SOURCE —
My idea was to, for every k -length segment in g, find every possible "neighbor" (eg other k -length segments with up to d mismatches) and add those neighbors as keys to a dictionary. I then count how many times each one of those neighbor kmers show up in the string g , and record those in the dictionary.

Obviously that's a kinda shitty way to do that, since the amount of neighbors scales like crazy as k and d increase, and having to scan through the strings with each of those neighbors makes this implementation terribly slow. But alas, that's why I'm asking for help.

I'll put my code below. There're definitely a lot of novice mistakes to unpack, so thanks for your time and attention.

def FrequentWordsMismatch(g, k, d):
    '''
    Finds the most frequent k-mer patterns in the string g, given that those 
    patterns can mismatch amongst themselves up to d times

    g (String): Collection of {A, T, C, G} characters
    k (int): Length of desired pattern
    d (int): Number of allowed mismatches
    '''
    counts = {}
    answer = []

    for i in range(len(g) - k + 1):
        kmer = g[i:i+k]
        for neighborkmer in Neighbors(kmer, d):
            counts[neighborkmer] = Count(neighborkmer, g, d)

    maxVal = max(counts.values())

    for key in counts.keys():
        if counts[key] == maxVal:
            answer.append(key)

    return(answer)


def Neighbors(pattern, d):
    '''
    Find all strings with at most d mismatches to the given pattern

    pattern (String): Original pattern of characters
    d (int): Number of allowed mismatches
    '''
    if d == 0:
        return [pattern]

    if len(pattern) == 1:
        return ['A', 'C', 'G', 'T']

    answer = []

    suffixNeighbors = Neighbors(pattern[1:], d)

    for text in suffixNeighbors:
        if HammingDistance(pattern[1:], text) < d:
            for n in ['A', 'C', 'G', 'T']:
                answer.append(n + text)
        else:
            answer.append(pattern[0] + text)

    return(answer)


def HammingDistance(p, q):
    '''
    Find the hamming distance between two strings

    p (String): String to be compared to q
    q (String): String to be compared to p
    '''
    ham = 0 + abs(len(p)-len(q))

    for i in range(min(len(p), len(q))):
        if p[i] != q[i]:
            ham += 1

    return(ham)


def Count(pattern, g, d):
    '''
    Count the number of times that the pattern occurs in the string g, 
    allowing for up to d mismatches

    pattern (String): Pattern of characters
    g (String): String in which we're looking for pattern
    d (int): Number of allowed mismatches
    '''
    return len(MatchWithMismatch(pattern, g, d))

INFORMATION SHOWN —

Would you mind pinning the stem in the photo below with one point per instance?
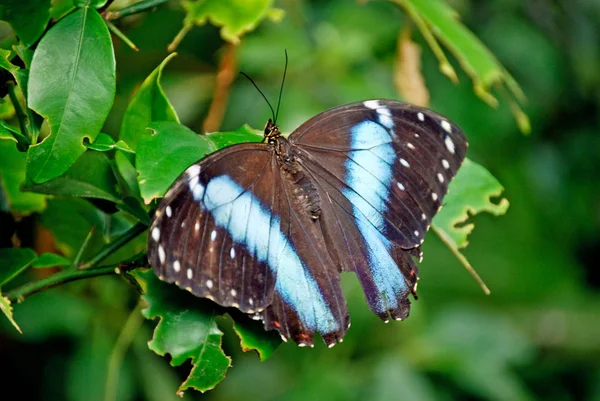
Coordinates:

PROBLEM DETAILS — Please write out, word for word, the part of the k-mer post above that begins at the words "Obviously that's a" and stops after "time and attention.".

EXPECTED ANSWER —
Obviously that's a kinda shitty way to do that, since the amount of neighbors scales like crazy as k and d increase, and having to scan through the strings with each of those neighbors makes this implementation terribly slow. But alas, that's why I'm asking for help.

I'll put my code below. There're definitely a lot of novice mistakes to unpack, so thanks for your time and attention.